Exercise description
Only the lines from the one with "each gold metal rod -> box" through the last belong in the output; print them exactly as given below.
------------------------------------------------------------------------
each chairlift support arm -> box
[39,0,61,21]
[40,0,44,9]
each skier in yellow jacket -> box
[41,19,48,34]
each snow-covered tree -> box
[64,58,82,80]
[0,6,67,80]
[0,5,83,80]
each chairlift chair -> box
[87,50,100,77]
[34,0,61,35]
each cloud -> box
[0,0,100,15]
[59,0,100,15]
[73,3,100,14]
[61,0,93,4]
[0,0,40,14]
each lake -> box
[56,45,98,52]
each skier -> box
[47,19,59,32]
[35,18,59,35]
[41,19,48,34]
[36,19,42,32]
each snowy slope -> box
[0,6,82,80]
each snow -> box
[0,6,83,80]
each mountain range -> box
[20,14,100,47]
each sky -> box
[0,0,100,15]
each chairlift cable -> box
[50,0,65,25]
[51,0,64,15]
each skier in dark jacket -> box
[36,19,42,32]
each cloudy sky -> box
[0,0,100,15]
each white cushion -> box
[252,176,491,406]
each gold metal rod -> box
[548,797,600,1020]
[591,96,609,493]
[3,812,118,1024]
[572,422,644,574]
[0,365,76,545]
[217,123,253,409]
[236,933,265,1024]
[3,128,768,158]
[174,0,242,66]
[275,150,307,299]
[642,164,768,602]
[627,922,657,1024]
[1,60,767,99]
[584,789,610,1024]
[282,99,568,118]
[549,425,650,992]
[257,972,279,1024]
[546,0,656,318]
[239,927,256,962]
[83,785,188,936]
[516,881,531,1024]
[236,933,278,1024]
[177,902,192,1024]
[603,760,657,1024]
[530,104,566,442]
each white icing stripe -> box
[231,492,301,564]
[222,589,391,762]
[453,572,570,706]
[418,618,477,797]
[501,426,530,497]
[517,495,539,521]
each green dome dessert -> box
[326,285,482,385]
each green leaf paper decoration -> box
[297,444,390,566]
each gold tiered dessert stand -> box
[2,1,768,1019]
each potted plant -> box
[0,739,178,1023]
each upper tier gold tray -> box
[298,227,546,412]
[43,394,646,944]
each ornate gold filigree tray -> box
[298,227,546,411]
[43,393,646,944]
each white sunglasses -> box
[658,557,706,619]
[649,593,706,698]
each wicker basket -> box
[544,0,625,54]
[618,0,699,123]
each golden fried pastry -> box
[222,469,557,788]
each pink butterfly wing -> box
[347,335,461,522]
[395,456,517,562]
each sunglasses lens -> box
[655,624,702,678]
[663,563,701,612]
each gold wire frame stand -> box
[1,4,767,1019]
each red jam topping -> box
------------------------------------------------------------------------
Answer area
each gold metal rod -> box
[548,797,600,1020]
[591,96,609,493]
[3,812,118,1024]
[572,422,644,574]
[0,365,76,545]
[217,123,253,409]
[236,933,265,1024]
[3,128,768,158]
[174,0,242,66]
[275,150,307,299]
[642,164,768,602]
[627,922,657,1024]
[1,60,767,99]
[584,789,610,1024]
[282,99,568,118]
[549,425,650,992]
[257,972,279,1024]
[546,0,656,318]
[239,927,256,962]
[83,785,188,936]
[516,881,531,1024]
[236,933,278,1024]
[177,902,192,1024]
[603,760,657,1024]
[530,104,566,442]
each white icing stripe -> box
[231,492,301,564]
[222,589,391,762]
[453,572,570,706]
[418,618,477,797]
[501,426,530,497]
[517,495,539,521]
each green dome dessert -> box
[326,285,482,385]
each green leaf paper decoration -> box
[297,444,390,566]
each gold tiered dessert stand -> box
[2,1,768,1019]
each potted plant -> box
[0,739,178,1023]
each upper tier gold tray -> box
[298,227,546,412]
[43,394,646,944]
each ornate gold filigree tray -> box
[298,227,546,411]
[43,393,646,944]
each white sunglasses -> box
[658,557,706,619]
[649,593,706,698]
each wicker basket -> box
[544,0,625,54]
[618,0,699,123]
each golden fried pastry -> box
[222,469,557,788]
each pink butterfly wing -> box
[347,335,461,522]
[395,456,517,562]
each sunglasses lens -> box
[655,624,702,678]
[663,563,701,612]
each gold wire frame stand -> box
[1,4,767,1019]
each red jam topping -> box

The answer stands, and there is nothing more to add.